> _Alıntı metin_:

________________

MHP Genel Başkanı Devlet Bahçeli, "Türk milleti tektir, Türk devleti tektir, Türk vatanı tektir, Türk bayrağı tektir, Türk dili tek olarak kalacaktır ve o da Türkçe'den başkası olmayacak, olamayacak, olması da mümkün görülemeyecektir" dedi.
Bahçeli, partisinin "Milli Değerleri Koru ve Yaşat" açık hava toplantıları kapsamında "Demokrasi" temasıyla Kazlıçeşme'de düzenlediği mitingte yaptığı konuşmada, "Başbakan Recep Tayyip Erdoğan'ın, katillerin gönlünü hoş tutarken, ileri demokrasi butonuna bastığını, Suriye'ye savaş çığırtkanlığı yaparken eşbaşkanlık rolünü oynadığını" ileri sürdü.
Devlet Bahçeli, "Bu zihniyet, Rusya'da Avrasya'cıdır, Washington'da BOP'çudur, Avrupa'da Medeniyetler İttifakçısıdır, Erivan'da diasporacıdır. Erbil'de peşmergecidir, Filistin'de Hamas'cıdır, Afrika'da El Beşirci'dir, Mısır'da İhvancı'dır, Suriye'de El Nusracı'dır, Afganistan'da Talibancı'dır, Libya'da NATO'cudur, Yunanistan'da Megali İdeacı'dır, Türkiye'de 36 etnik kimlikçi ve bölücüdür. Fakat Başbakan, bir türlü Türk'üm diyememiş, Türk milletini kabullenememiştir" ifadelerini kullandı.

________________

> _Ham veri_:
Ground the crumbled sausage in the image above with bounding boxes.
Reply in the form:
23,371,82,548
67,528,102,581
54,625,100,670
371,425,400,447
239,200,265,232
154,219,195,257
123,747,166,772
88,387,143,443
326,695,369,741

________________

> _Görev ayrıntıları_: Bahçeli'nin Kazlıçeşme mitingindeki konuşmasını aktaran haber metnini, kaldığı son cümleden sonra sürdürün.

> _Yanıt_:
Başbakan Erdoğan'a seslenen Bahçeli, sözlerine şöyle devam etti:
"Şunu bil ki Sayın Erdoğan, etnik kimlik olarak gördüğün, ayrımcı ve tektipleştirici olarak değerlendirdiğin Türklük, bu milletin ortak cevheri olup, ırkı hiçbir zaman önceliğine almamıştır. Sana gelesiye kadar Türklüğe bu kadar cephe alan başka birisi olmamıştır. Sana gelesiye kadar Türklüğü bu kadar hakir gören, etnik kimlik aritmetiğine bu denli kafa yoran, parmak hesabıyla etnik sayım yapan bir gafil çıkmamıştır. Senin mücadelen demokrasiyi korumak ve yükseltmek değildir. Senin asıl mücadelen Türklüğü tıpkı övgüyle bahsettiğin Haçlılar gibi, yanında uslu uslu durduğun emperyal unsurlar gibi tarihten silmek ve bu topraklardan kazımaktır ama başaramayacaksın, hayalinin gerçeğe döndüğünü göremeyeceksin. Türklük; müşterek unvanımız, ucu asırlar öncesine giden, derin bir kaynaşma ve birleşme kültüründen ilhamını alan, milletimizin ilelebet şerefle taşıyacağı ismidir. Geçmişte nice bedbaht, nice satılmış, nice işbirlikçi, nice alçak, nice hain, bu tarihi hakikati, bu muazzam emaneti değiştirmeye yeltenmişse de başarılı olamamış, hatta acınacak ve ibretlik durumlara düşmekten kaçamamıştır. Klavye özgürlükçüsü, Kandil demokratı, İmralı hukukçusu, BDP bakıcısı Başbakan'ın da olacağı, kendisini bekleyen mutlak son budur, bu olacaktır."
"Öyle bir cevap veriniz ki..."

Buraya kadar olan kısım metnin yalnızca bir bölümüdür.